→ **TEKSTFRAGMENT**
+---+

Trektocht door een onzichtbare herfst

Triene Nottebaere trok naar een info-avond rond TTIP, ging kijken naar de toneelvoorstelling Oeps, was mee op uitstap met de Zorgelozen naar de tentoonstelling Et si on osait la paix, en staat stil bij de spreidstand tussen idealisme en realiteit.

opstart ‘Kortrijk TTIP-vrije stad’ / https://www.facebook.com/KortrijkstrijdtegenTTIP/?fref=ts



dinsdag 27 september

Bij Vormingplus in Kortrijk gaat een infoavond door over TTIP en CETA, de trans-Atlantische vrijhandelsakkoorden van Europa met Amerika en Canada. Ik had er al over gehoord maar wou er nu eens meer over te weten komen. Waarom was die manifestatie er geweest in Brussel tegen CETA? Waarom vormen gemeentes samen met tientallen organisaties een gezamenlijk front om zich TTIP-vrij te verklaren? Want het viel me op hoeveel mensen de termen eigenlijk wel konden uitspreken, maar hoe weinig er eigenlijk invulling kunnen aan geven. En ik geef toe dat ik daar zelf ook één van ben. Dat zette mij aan het denken. Om een mening te kunnen hebben over iets, heb je eerst informatie nodig.

Het werd een boeiende avond met Bart Staes van Groen en Sacha Dierckx van de Universiteit van Gent. Ze doorprikten enkele mythes en wezen ook op de gevaren van zo’n akkoord dat doorweven is met clausules die onze milieuwetgeving, sociale regelgeving en de regelgeving rond voedselproductie bedreigen, dat private tribunalen installeert en veel lobbyruimte biedt aan multinationale bedrijven. Een hele boterham om te verteren, met moeilijke woorden soms en ingewikkelde denkpistes. Maar het bracht wel wat verheldering die ik tot dan toe nog niet had vernomen… Sommige dingen wil men liever onder een sluier van geheimen bewaren, misschien?

Ik ben wat onthutst als ik naar huis rijd. Alles wordt zo mooi voorgeschoteld door diegenen die er belang bij hebben. Ze konkelfoezen onder elkaar, sluiten deals, trekken de macht nog wat meer naar zich toe. Dat allemaal voor economische groei en nieuwe jobs. Waarom zwijgen ze over commercialisering en privatisering van openbare diensten, over verzwakking van de voedselveiligheid of bescherming van het klimaat, over het nadeel voor KMO’s en ontwikkelingslanden?

+---+

→ **GEGEVENS**

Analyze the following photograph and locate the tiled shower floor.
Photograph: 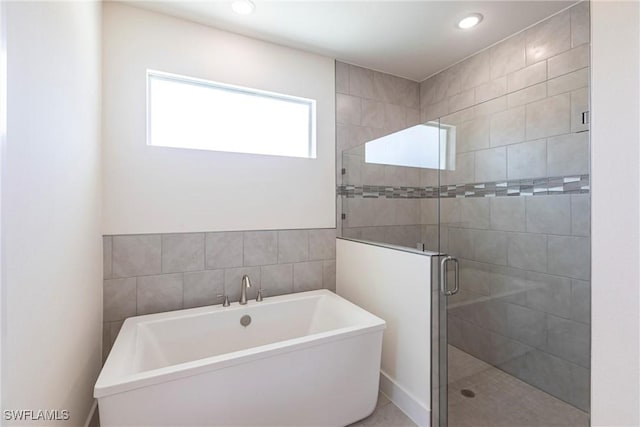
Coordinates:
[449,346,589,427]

+---+

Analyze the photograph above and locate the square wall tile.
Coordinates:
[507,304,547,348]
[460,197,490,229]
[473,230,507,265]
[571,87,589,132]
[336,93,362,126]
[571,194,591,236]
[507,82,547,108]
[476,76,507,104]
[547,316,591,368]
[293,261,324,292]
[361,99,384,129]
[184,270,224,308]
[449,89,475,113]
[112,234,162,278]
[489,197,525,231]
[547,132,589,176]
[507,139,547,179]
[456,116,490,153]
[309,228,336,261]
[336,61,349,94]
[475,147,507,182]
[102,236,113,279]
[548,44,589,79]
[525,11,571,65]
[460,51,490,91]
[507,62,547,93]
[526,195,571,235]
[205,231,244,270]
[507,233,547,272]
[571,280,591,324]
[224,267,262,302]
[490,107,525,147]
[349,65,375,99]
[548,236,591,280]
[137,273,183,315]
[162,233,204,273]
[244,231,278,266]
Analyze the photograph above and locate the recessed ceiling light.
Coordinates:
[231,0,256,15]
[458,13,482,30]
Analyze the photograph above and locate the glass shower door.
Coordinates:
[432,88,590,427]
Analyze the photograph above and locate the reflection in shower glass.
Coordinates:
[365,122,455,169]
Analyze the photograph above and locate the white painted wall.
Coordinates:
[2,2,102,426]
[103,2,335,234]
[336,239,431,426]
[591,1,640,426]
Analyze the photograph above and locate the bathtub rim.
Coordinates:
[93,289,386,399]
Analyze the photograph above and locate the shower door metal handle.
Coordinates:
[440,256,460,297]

+---+

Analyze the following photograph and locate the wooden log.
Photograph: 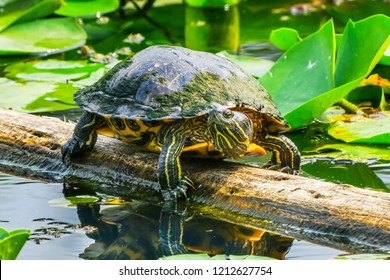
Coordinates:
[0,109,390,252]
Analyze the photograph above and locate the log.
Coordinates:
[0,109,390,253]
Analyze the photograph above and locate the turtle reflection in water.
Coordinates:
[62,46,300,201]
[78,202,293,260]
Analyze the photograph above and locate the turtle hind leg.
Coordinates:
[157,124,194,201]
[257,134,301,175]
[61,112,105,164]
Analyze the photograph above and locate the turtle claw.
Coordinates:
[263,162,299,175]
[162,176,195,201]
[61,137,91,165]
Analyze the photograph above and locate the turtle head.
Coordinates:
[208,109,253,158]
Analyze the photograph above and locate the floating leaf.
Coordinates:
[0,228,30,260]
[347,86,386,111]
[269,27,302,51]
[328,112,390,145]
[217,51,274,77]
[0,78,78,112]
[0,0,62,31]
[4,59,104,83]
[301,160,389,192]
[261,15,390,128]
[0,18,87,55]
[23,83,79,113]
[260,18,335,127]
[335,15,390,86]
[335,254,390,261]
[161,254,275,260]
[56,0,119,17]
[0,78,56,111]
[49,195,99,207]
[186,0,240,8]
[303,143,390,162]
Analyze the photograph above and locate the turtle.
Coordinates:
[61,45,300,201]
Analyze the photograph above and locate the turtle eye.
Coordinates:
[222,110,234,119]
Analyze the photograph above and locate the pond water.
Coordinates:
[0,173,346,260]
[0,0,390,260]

+---+

→ **OPDRACHT 1**
Noem alle soorten regelgeving die volgens de tekst over TTIP bedreigd worden door de clausules in zo'n akkoord.
→ **OPDRACHT 2**
Schrijf uit de tekst over TTIP letterlijk over van "Triene Nottebaere trok" tot en met "idealisme en realiteit.".
→ **OPDRACHT 3**
Vat de tekst over TTIP samen in twee zinnen.

→ **ANTWOORD 1**
- milieuwetgeving
- sociale regelgeving
- regelgeving rond voedselproductie

→ **ANTWOORD 2**
Triene Nottebaere trok naar een info-avond rond TTIP, ging kijken naar de toneelvoorstelling Oeps, was mee op uitstap met de Zorgelozen naar de tentoonstelling Et si on osait la paix, en staat stil bij de spreidstand tussen idealisme en realiteit.

→ **ANTWOORD 3**
Op dinsdag 27 september gaat de ik-verteller naar een infoavond bij Vormingplus in Kortrijk over TTIP en CETA, de trans-Atlantische vrijhandelsakkoorden van Europa met Amerika en Canada, om er meer over te weten te komen. Bart Staes en Sacha Dierckx wijzen er op gevaren zoals clausules die de milieu-, sociale en voedselregelgeving bedreigen, private tribunalen en lobbyruimte voor multinationale bedrijven, en de ik-verteller rijdt daarna onthutst naar huis.